**页面摘录**
可以看到更新策略为"Recreate"时,Deployment是先将所有旧的rs的Spec.Replicas scale为0并等待所有pod都删除后,再新建新的rs,而rs创建以后还有一段时间启动对应的Pod,因此该更新策略在更新应用时,应用会有比较长的一段时间是不可用的,请慎用该更新策略。

func (dc *DeploymentController) rolloutRecreate(d *apps.Deployment, rsList []*apps.ReplicaSet, podMap map[types.UID]*v1.PodList) error {
   //调用dc.getAllReplicaSetsAndSyncRevision获取新的rs(如没有新的rs则返回nil)到newRS和获取所有旧的rs到OldRSs
   // Don't create a new RS if not already existed, so that we avoid scaling up before scaling down.
   newRS, oldRSs, err := dc.getAllReplicaSetsAndSyncRevision(d, rsList, false)
   if err != nil {
      return err
   }

   //将newRS和allOldRSs合并到allRSs中,将oldRSs中活动的rs(即Spec.ReplicaSet大于0)汇总到activeOldRSs中
   allRSs := append(oldRSs, newRS)
   activeOldRSs := controller.FilterActiveReplicaSets(oldRSs)

   //调用dc.scaleDownOldReplicaSetsForRecreate将activeOldRSs中所有活动的rs的sepc.Replicas Scale到0,若果有activeOldRSs中任意的rs有将sepc.Replicas Scale到0,则将scaleDown设置为true
   // scale down old replica sets.
   scaledDown, err := dc.scaleDownOldReplicaSetsForRecreate(activeOldRSs, d)
   if err != nil {
      return err
   }

   //如果scaleDown为true,则调用dc.syncRolloutStatus更新Deployment的status,完成后return
   if scaledDown {
      // Update DeploymentStatus.
      return dc.syncRolloutStatus(allRSs, newRS, d)

**任务指令 1**
根据关于 Recreate 更新策略的页面摘录回答下列问题:
(a) 更新策略为"Recreate"时,Deployment 在新建新的 rs 之前要等待什么?
(b) 在 rolloutRecreate 中,哪个函数用来获取新的 rs 和所有旧的 rs?
(c) scaledDown 为 true 时,代码会调用哪个函数?
**任务指令 2**
请接着关于 Recreate 更新策略的页面摘录往下写,从它停下的地方续写。
这些数据行在此不起任何作用。

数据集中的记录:

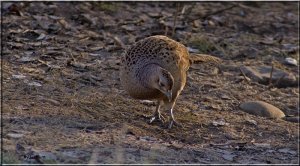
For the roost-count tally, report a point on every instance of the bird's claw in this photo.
(158, 117)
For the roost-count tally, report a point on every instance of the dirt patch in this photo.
(63, 102)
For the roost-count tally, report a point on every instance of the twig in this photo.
(271, 74)
(244, 75)
(175, 19)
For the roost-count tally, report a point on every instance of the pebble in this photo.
(263, 109)
(291, 61)
(292, 119)
(261, 74)
(15, 135)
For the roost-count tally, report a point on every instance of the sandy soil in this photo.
(63, 102)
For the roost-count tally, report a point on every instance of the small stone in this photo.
(228, 157)
(262, 145)
(15, 135)
(220, 122)
(261, 74)
(20, 76)
(292, 119)
(251, 121)
(34, 84)
(287, 150)
(290, 61)
(261, 108)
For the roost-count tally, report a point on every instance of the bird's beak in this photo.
(169, 95)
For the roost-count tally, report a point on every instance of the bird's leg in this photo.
(172, 119)
(157, 115)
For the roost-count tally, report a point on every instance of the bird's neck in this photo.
(148, 75)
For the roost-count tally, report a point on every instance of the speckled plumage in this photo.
(145, 58)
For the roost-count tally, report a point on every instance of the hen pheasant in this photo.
(155, 68)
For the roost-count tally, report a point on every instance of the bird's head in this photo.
(164, 83)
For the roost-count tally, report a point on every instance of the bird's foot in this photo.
(174, 123)
(158, 117)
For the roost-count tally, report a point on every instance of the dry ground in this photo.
(63, 102)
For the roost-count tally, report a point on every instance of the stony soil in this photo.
(63, 102)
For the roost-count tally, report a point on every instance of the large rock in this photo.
(261, 108)
(261, 74)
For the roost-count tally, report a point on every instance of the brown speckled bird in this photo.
(155, 68)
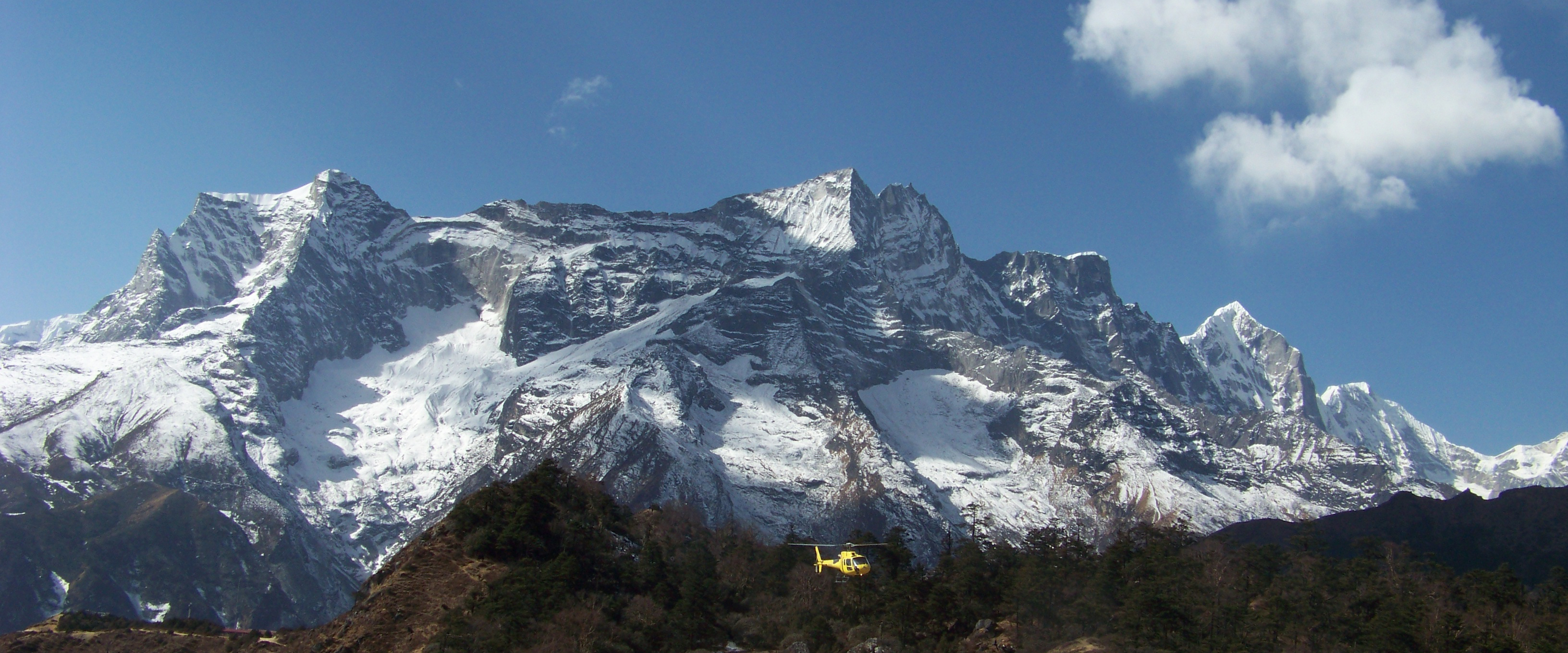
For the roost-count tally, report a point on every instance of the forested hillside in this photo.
(552, 564)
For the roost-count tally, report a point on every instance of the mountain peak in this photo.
(1253, 364)
(824, 214)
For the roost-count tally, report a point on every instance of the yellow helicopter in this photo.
(849, 563)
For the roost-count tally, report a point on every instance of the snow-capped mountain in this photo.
(331, 373)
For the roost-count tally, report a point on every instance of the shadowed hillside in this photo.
(552, 564)
(1526, 530)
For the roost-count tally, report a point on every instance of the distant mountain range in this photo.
(308, 379)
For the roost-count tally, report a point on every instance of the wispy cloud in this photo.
(579, 93)
(1396, 95)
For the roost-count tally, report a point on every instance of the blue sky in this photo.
(1445, 290)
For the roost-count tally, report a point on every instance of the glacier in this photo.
(325, 375)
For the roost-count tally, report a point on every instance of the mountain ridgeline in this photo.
(319, 376)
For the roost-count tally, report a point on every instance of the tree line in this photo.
(586, 575)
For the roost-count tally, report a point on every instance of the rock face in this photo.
(331, 373)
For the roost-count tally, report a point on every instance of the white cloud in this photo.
(1396, 93)
(581, 91)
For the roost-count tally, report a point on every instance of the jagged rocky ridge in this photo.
(331, 373)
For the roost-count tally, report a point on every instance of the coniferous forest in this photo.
(586, 575)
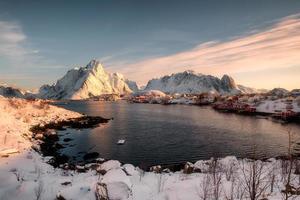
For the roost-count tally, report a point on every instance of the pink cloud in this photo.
(274, 48)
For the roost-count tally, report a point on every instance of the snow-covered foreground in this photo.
(26, 175)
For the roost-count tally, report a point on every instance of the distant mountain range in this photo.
(92, 80)
(191, 82)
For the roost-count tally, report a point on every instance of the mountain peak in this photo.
(94, 64)
(228, 81)
(85, 82)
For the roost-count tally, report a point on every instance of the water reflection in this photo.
(171, 134)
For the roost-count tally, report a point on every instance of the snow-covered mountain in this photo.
(10, 92)
(249, 90)
(191, 82)
(278, 92)
(85, 82)
(132, 85)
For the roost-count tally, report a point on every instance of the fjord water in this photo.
(159, 134)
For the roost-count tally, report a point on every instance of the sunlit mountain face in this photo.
(257, 43)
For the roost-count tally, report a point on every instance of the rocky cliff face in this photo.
(85, 82)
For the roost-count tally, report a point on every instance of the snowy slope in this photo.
(81, 83)
(191, 82)
(249, 90)
(7, 91)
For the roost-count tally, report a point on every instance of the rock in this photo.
(188, 168)
(118, 191)
(66, 183)
(67, 139)
(91, 155)
(39, 136)
(101, 191)
(108, 165)
(100, 160)
(116, 175)
(92, 166)
(60, 197)
(156, 169)
(80, 169)
(166, 170)
(130, 169)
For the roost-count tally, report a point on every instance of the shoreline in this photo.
(28, 175)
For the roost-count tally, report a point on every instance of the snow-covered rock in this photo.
(278, 92)
(111, 164)
(85, 82)
(7, 91)
(132, 85)
(116, 175)
(191, 82)
(250, 90)
(152, 93)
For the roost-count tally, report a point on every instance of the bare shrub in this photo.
(205, 187)
(101, 192)
(216, 174)
(255, 179)
(38, 191)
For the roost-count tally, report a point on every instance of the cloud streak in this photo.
(13, 44)
(276, 47)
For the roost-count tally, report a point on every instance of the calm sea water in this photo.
(158, 134)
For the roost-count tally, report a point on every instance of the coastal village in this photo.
(278, 103)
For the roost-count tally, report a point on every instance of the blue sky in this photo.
(41, 40)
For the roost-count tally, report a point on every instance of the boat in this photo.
(120, 142)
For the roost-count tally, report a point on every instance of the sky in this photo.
(256, 42)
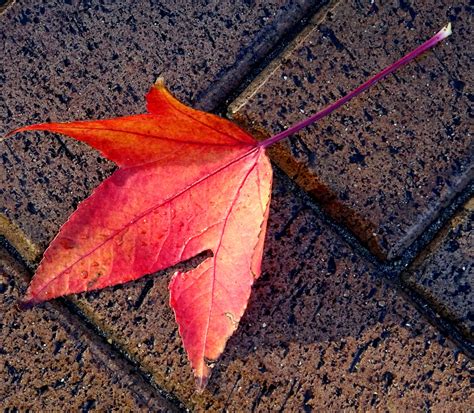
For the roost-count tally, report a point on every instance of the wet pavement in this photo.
(362, 219)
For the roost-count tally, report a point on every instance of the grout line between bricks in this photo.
(391, 271)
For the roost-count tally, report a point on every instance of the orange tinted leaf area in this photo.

**书面回答 1**
(a) 等待所有 pod 都删除。
(b) dc.getAllReplicaSetsAndSyncRevision。
(c) dc.syncRolloutStatus。

**书面回答 2**
   }

   //调用oldPodsRunning函数检查是否仍然有旧的Pods在运行,检查逻辑为:(1)oldRSs中所有rs的Status.Replicas总和大于0,则返回true,如果OldRSs中有rs的Pod的状态为不是"Failed"且不是"Succeeded",则返回true,如果oldPodsRunning函数返回true,则调用dc.syncRolloutStatus更新Deployment的status,完成后return
   // Do not process a deployment when it has old pods running.
   if oldPodsRunning(newRS, oldRSs, podMap) {
      return dc.syncRolloutStatus(allRSs, newRS, d)
   }

   //newRS为nil,即newRs还未创建,则调用dc.getAllReplicaSetsAndSyncRevision重新获取新的rs(如没有新的rs则创建)到newRS和获取所有旧的rs到OldRSs,并重新将newRS和allOldRSs合并到allRSs中(注:这里主要的目的是创建newRS)
   // If we need to create a new RS, create it now.
   if newRS == nil {
      newRS, oldRSs, err = dc.getAllReplicaSetsAndSyncRevision(d, rsList, true)
      if err != nil {
         return err
      }
      allRSs = append(oldRSs, newRS)
   }

   //调用dc.scaleUpNewReplicaSetForRecreate将newRS的Spec.Replicas scale成和Deployment的Spec.Replicas一样
   // scale up new replica set.
   if _, err := dc.scaleUpNewReplicaSetForRecreate(newRS, d); err != nil {
      return err
   }

   //调用util.DeploymentComplete检查Deployment是否已更新完,Deployment Status中的UpdatedReplicas、Replicas、AvailableReplicas和Deployment的Spec.Replicas一样,且Status中的ObservedGeneration大于等于Deployment的Generation则说明更新完,如果Deployment已经更新完,则调用dc.cleanupDeployment方法清除所有的oldRSs
   if util.DeploymentComplete(d, &d.Status) {
      if err := dc.cleanupDeployment(oldRSs, d); err != nil {
         return err
      }
   }

   //调用dc.syncRolloutStatus更新Deployment的status
   // Sync deployment status.
   return dc.syncRolloutStatus(allRSs, newRS, d)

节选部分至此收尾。